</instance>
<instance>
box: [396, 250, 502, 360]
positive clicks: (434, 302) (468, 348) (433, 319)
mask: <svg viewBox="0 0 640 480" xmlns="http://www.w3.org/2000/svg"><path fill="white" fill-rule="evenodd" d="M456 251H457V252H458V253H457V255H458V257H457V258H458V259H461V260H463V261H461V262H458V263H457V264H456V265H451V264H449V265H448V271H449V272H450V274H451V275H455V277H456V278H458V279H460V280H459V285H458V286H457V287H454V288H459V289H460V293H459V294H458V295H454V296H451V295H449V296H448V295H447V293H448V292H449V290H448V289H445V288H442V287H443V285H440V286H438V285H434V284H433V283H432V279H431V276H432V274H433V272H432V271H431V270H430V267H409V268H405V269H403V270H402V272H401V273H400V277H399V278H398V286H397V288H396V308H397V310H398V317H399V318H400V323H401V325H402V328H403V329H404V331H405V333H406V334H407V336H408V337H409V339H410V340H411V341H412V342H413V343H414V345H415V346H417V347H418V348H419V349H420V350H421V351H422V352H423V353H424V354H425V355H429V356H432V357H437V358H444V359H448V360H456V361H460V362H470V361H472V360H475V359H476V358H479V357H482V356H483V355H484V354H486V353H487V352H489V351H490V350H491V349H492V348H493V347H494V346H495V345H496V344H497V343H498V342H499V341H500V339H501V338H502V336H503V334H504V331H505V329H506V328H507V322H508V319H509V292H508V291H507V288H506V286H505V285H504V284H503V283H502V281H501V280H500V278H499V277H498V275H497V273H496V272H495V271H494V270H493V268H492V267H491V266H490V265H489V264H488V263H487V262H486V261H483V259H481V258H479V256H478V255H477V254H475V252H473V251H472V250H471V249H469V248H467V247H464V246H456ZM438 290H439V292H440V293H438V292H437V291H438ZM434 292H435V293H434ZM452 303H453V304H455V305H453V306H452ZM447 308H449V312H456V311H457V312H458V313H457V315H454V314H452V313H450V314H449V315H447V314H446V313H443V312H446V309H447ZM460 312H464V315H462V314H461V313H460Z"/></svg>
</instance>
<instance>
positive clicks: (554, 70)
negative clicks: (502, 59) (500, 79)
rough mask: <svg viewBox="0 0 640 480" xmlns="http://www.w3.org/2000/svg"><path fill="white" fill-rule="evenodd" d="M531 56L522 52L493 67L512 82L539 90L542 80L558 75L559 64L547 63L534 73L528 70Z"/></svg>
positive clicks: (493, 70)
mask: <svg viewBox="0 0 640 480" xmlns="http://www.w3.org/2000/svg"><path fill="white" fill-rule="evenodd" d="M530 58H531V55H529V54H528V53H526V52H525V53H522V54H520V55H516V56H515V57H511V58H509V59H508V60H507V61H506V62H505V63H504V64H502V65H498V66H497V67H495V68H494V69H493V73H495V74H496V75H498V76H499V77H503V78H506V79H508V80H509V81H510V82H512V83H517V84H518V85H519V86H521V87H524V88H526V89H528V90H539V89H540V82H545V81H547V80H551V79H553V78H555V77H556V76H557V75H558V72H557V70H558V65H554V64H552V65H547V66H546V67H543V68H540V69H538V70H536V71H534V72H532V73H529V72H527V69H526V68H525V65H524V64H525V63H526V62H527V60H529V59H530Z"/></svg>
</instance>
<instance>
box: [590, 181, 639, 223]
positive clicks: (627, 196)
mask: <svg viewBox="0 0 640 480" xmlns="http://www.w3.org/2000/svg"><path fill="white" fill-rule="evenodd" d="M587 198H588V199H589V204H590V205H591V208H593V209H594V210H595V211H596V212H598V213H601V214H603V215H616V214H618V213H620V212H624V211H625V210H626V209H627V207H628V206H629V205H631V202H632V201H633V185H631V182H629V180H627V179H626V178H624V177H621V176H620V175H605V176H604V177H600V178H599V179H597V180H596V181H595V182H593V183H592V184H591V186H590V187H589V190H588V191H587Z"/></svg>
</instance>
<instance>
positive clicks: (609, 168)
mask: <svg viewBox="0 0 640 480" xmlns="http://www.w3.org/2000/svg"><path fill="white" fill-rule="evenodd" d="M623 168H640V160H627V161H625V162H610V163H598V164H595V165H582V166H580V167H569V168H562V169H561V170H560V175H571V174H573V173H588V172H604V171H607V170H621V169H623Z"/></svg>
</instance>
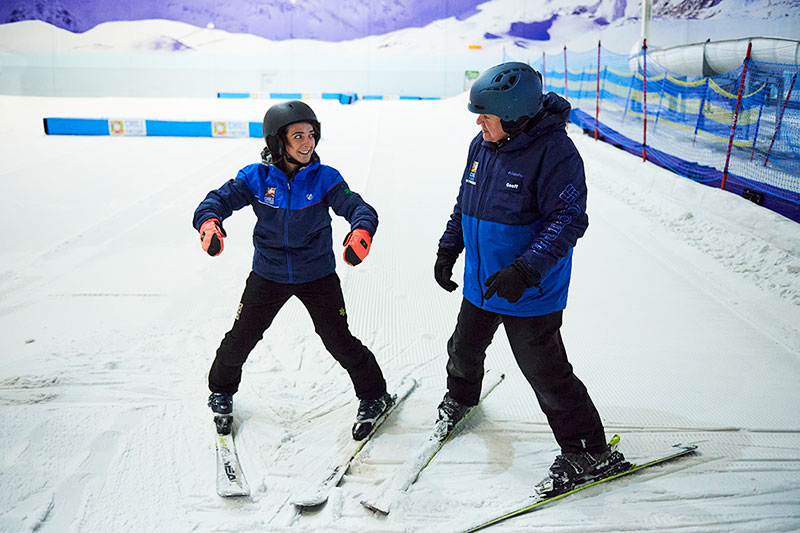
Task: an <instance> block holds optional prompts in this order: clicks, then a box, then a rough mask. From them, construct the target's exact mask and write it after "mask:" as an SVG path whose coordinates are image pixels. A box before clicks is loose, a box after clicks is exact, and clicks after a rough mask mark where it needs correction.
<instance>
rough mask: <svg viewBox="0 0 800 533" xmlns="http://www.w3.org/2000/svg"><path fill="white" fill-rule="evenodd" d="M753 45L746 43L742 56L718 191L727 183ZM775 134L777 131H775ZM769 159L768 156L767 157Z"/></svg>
mask: <svg viewBox="0 0 800 533" xmlns="http://www.w3.org/2000/svg"><path fill="white" fill-rule="evenodd" d="M752 49H753V43H752V42H749V43H747V55H745V56H744V63H743V64H742V79H741V80H739V92H738V93H737V95H736V109H734V110H733V123H731V137H730V139H728V153H727V154H726V155H725V170H723V171H722V183H721V184H720V189H722V190H725V183H726V182H727V181H728V165H729V164H730V161H731V149H732V148H733V136H734V134H735V133H736V122H737V121H738V120H739V106H740V105H741V104H742V92H743V91H744V78H745V76H746V75H747V64H748V63H749V62H750V52H751V50H752ZM776 133H777V130H776ZM768 157H769V156H768ZM764 164H765V165H766V161H765V162H764Z"/></svg>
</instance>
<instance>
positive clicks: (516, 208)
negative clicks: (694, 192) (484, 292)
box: [439, 93, 589, 316]
mask: <svg viewBox="0 0 800 533" xmlns="http://www.w3.org/2000/svg"><path fill="white" fill-rule="evenodd" d="M569 113H570V105H569V102H567V101H566V100H564V99H563V98H561V97H560V96H558V95H556V94H555V93H549V94H546V95H545V96H544V97H543V115H542V116H540V117H539V118H538V119H537V121H536V122H535V124H534V125H533V127H532V128H531V129H530V130H529V131H528V132H523V133H520V134H519V135H517V136H516V137H514V138H513V139H512V140H511V141H509V142H507V143H505V144H501V145H499V147H498V144H496V143H491V142H487V141H484V140H483V137H482V134H480V133H479V134H478V135H477V136H476V137H475V138H474V139H473V140H472V142H471V144H470V147H469V155H468V159H467V165H466V168H465V169H464V175H463V176H462V179H461V188H460V189H459V192H458V198H457V200H456V205H455V208H454V209H453V213H452V215H451V216H450V220H449V221H448V222H447V228H446V229H445V232H444V234H443V235H442V238H441V239H440V240H439V247H440V248H447V249H449V250H451V251H453V252H455V253H457V254H458V253H461V251H462V250H464V249H466V257H465V264H464V284H463V287H464V289H463V290H464V298H466V299H467V300H468V301H469V302H470V303H472V304H473V305H475V306H477V307H480V308H482V309H486V310H487V311H492V312H495V313H500V314H504V315H512V316H541V315H545V314H549V313H553V312H555V311H560V310H562V309H564V308H565V307H566V305H567V293H568V290H569V282H570V275H571V269H572V249H573V247H574V246H575V244H576V242H577V240H578V238H580V237H581V236H582V235H583V233H584V232H585V231H586V228H587V226H588V225H589V219H588V217H587V216H586V182H585V176H584V171H583V160H582V159H581V156H580V154H579V153H578V150H577V149H576V148H575V145H574V144H573V143H572V141H571V140H570V139H569V137H568V136H567V132H566V121H567V119H568V118H569ZM518 258H519V259H521V261H522V262H523V263H524V264H525V265H526V266H527V267H528V268H529V269H530V270H532V271H533V272H536V273H537V274H539V275H540V276H541V288H542V291H541V292H540V291H539V289H538V288H536V287H534V288H530V289H528V290H526V291H525V292H524V294H523V295H522V298H521V299H520V300H519V301H517V302H516V303H513V304H512V303H509V302H508V301H507V300H506V299H504V298H501V297H499V296H497V295H494V296H492V297H491V298H490V299H489V300H484V299H483V293H484V291H485V290H486V287H485V285H484V282H485V281H486V278H488V277H489V276H491V275H492V274H494V273H495V272H497V271H499V270H501V269H503V268H505V267H507V266H509V265H510V264H511V263H512V262H514V261H515V260H516V259H518Z"/></svg>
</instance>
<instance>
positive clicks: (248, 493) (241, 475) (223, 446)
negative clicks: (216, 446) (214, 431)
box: [215, 432, 250, 498]
mask: <svg viewBox="0 0 800 533" xmlns="http://www.w3.org/2000/svg"><path fill="white" fill-rule="evenodd" d="M215 435H216V436H217V494H219V495H220V496H223V497H226V498H227V497H229V496H249V495H250V487H249V486H248V485H247V480H246V479H245V478H244V472H242V466H241V465H240V464H239V456H238V455H237V454H236V443H235V442H234V440H233V433H231V434H228V435H222V434H221V433H216V432H215Z"/></svg>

+-------+

### ABOUT THIS EXERCISE
Rename "box" to "bounding box" in the stretch from the start of the records through the line containing "positive clicks: (434, 302)", and give those lines again with nothing else changed.

### SOLUTION FOR THIS EXERCISE
</instance>
<instance>
bounding box: [396, 250, 502, 360]
positive clicks: (434, 302) (468, 348) (433, 319)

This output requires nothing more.